— begin Stored data —

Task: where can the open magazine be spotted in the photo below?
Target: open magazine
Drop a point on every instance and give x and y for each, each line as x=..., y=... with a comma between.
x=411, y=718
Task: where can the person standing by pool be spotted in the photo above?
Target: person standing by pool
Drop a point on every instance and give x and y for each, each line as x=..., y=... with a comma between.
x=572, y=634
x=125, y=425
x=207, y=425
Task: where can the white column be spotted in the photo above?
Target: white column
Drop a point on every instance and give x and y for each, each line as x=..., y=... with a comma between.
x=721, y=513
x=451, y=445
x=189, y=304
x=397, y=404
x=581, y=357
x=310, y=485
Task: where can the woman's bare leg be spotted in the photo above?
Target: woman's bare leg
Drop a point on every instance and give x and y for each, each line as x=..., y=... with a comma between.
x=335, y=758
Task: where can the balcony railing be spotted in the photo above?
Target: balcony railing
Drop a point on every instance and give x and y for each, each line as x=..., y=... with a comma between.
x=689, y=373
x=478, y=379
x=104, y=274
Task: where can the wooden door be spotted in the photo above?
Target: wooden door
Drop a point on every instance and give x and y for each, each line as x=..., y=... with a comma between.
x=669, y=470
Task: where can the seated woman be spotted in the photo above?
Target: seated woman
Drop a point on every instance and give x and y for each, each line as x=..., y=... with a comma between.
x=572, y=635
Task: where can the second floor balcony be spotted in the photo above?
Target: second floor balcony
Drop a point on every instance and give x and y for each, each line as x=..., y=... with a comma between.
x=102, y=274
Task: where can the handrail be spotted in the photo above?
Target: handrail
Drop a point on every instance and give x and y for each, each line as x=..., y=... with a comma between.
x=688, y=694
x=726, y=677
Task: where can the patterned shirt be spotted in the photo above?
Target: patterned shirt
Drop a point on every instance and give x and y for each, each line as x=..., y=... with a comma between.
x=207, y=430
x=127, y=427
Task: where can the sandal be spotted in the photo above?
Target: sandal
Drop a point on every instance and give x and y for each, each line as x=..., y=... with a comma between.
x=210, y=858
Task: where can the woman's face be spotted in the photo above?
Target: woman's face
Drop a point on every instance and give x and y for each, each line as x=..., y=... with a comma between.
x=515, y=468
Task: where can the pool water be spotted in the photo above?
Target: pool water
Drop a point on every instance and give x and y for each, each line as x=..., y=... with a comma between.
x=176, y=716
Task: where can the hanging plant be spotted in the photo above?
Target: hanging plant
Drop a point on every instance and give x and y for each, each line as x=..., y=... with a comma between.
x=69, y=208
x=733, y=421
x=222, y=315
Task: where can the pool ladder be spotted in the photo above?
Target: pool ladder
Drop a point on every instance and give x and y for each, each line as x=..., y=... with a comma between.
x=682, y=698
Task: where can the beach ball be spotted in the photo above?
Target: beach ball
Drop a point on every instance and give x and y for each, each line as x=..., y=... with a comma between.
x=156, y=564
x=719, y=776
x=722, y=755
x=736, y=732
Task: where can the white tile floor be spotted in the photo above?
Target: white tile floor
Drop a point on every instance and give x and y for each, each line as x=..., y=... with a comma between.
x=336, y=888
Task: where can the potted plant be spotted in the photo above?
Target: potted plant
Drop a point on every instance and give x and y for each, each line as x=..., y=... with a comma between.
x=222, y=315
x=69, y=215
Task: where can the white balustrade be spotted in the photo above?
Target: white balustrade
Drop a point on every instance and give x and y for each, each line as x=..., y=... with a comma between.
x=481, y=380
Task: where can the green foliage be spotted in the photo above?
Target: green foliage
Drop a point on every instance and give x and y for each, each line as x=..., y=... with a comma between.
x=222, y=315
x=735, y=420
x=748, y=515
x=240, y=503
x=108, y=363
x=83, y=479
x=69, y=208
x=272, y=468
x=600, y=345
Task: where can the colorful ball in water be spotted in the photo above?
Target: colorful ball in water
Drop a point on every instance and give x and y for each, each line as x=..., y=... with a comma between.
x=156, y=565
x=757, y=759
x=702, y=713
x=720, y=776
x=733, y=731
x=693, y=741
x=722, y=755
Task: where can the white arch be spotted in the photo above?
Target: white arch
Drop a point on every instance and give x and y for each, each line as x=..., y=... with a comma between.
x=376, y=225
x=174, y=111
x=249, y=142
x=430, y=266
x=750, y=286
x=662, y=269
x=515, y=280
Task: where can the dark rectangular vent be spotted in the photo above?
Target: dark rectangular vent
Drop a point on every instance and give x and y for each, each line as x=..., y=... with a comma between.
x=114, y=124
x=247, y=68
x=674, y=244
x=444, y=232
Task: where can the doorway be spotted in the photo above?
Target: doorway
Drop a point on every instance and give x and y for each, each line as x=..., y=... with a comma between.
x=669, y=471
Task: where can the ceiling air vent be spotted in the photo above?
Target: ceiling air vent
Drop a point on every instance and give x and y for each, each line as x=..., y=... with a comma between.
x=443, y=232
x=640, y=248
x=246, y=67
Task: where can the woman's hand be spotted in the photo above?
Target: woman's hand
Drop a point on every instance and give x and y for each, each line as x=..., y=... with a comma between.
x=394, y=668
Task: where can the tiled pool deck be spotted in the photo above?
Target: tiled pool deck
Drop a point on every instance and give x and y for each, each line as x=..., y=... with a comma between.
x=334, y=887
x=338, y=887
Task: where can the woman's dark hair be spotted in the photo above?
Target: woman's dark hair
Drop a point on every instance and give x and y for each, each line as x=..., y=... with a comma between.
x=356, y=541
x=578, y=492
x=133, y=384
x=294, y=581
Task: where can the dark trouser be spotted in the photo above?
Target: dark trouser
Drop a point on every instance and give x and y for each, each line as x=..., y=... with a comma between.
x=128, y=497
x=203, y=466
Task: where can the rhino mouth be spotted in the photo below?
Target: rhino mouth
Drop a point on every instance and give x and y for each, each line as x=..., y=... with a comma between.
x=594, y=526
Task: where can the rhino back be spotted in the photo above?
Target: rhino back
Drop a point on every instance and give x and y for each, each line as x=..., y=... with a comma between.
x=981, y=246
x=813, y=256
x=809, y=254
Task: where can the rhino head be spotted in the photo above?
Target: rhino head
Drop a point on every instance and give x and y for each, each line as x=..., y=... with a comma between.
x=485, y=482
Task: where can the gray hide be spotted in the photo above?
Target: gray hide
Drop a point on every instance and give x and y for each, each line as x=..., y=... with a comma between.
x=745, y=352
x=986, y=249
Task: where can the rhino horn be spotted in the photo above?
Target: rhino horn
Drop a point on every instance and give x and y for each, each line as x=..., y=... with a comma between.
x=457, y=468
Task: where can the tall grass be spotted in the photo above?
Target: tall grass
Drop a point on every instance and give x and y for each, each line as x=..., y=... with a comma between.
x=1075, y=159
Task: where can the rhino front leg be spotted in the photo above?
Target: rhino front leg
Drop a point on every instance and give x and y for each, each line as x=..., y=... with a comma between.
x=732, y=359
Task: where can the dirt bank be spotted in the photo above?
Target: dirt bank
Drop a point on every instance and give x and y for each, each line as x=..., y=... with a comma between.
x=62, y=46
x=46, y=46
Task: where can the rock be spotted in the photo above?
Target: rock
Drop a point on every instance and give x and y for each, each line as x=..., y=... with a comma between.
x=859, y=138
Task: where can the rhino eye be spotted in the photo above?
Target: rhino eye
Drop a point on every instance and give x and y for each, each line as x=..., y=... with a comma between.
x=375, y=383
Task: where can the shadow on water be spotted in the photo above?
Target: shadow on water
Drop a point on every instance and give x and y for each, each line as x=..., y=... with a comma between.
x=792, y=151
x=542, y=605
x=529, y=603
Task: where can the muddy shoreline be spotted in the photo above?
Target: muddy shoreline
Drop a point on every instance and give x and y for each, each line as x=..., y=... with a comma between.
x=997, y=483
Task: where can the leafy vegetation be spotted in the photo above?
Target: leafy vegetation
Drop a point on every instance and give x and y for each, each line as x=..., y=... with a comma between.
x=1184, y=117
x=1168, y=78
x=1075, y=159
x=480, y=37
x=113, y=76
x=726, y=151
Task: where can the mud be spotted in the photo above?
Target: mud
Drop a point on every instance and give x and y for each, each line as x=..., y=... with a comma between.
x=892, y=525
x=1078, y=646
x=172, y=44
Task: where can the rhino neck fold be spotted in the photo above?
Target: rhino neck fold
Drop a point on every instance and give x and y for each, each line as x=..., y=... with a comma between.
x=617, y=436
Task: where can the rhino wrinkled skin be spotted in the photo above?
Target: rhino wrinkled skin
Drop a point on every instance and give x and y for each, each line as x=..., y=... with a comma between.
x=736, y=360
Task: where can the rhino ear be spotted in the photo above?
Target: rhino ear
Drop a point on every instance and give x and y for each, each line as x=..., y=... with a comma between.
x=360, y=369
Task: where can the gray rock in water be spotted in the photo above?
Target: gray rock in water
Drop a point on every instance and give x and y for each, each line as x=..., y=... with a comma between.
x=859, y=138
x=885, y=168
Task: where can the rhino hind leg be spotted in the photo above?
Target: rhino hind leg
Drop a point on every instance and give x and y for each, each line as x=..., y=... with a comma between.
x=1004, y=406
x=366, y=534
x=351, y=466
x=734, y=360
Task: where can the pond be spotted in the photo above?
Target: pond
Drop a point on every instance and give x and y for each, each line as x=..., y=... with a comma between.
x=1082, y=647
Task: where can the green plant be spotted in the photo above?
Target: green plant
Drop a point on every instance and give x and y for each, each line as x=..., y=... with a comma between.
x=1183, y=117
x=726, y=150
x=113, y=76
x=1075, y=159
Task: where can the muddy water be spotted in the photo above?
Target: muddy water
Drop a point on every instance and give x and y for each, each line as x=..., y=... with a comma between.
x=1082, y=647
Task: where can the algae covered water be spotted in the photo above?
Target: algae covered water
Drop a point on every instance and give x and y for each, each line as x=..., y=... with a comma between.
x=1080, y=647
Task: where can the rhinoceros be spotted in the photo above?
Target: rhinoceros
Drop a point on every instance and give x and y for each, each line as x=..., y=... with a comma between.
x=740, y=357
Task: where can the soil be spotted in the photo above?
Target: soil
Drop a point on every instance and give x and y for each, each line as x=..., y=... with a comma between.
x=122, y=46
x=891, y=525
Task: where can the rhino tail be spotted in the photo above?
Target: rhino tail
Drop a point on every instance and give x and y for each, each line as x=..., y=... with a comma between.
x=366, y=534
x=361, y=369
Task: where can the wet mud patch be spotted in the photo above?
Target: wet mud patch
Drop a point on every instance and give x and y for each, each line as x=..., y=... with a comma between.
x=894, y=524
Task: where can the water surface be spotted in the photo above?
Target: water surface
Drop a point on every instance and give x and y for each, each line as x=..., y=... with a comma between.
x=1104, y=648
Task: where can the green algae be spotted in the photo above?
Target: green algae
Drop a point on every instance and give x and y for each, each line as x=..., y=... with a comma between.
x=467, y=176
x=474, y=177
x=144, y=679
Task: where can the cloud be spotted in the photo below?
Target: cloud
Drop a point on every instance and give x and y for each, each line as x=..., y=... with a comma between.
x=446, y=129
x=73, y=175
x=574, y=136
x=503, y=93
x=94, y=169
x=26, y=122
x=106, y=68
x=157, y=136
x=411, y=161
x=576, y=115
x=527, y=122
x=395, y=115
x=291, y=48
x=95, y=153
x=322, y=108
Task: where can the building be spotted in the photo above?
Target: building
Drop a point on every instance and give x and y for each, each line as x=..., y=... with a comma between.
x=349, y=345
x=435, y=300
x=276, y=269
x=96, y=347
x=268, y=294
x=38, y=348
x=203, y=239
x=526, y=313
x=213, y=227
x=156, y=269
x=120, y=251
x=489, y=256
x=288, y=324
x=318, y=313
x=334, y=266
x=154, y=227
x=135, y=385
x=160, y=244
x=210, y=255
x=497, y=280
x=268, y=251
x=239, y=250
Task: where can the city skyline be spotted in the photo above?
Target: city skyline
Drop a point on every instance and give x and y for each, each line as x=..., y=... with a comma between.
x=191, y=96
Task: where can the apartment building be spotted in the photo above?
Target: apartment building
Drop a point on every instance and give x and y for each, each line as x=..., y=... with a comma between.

— end Stored data —

▸ Instructions to follow
Write out the lines above exactly as they appear, from the first line through the line that contains "x=669, y=470".

▸ Full solution
Task: where can the open magazine be spotted in the photo below?
Target: open magazine
Drop a point on every instance and give x and y for each, each line as x=..., y=... with a comma between.
x=411, y=718
Task: where can the person standing by pool be spotted in the photo above?
Target: person standing by pool
Drop a point on every instance and give x and y for each, each line as x=..., y=... with a comma between.
x=572, y=634
x=125, y=425
x=207, y=425
Task: where can the white column be spotted in the photo above?
Target: white column
Drop a point on every instance and give x and y for each, each line as x=..., y=... with a comma between.
x=721, y=513
x=451, y=445
x=189, y=304
x=397, y=404
x=581, y=357
x=310, y=485
Task: where can the woman's bare leg be spotted in the photo above?
Target: woman's bare leg
Drop a point on every instance and give x and y for each, each line as x=..., y=... with a comma between.
x=335, y=758
Task: where can the balcony railing be spotted in the photo above?
Target: balcony railing
Drop a point on every instance and give x and y for each, each line as x=..., y=... with a comma between.
x=689, y=373
x=478, y=379
x=104, y=274
Task: where can the wooden door be spotted in the photo above?
Target: wooden door
Drop a point on every instance and give x and y for each, each line as x=..., y=... with a comma between.
x=669, y=470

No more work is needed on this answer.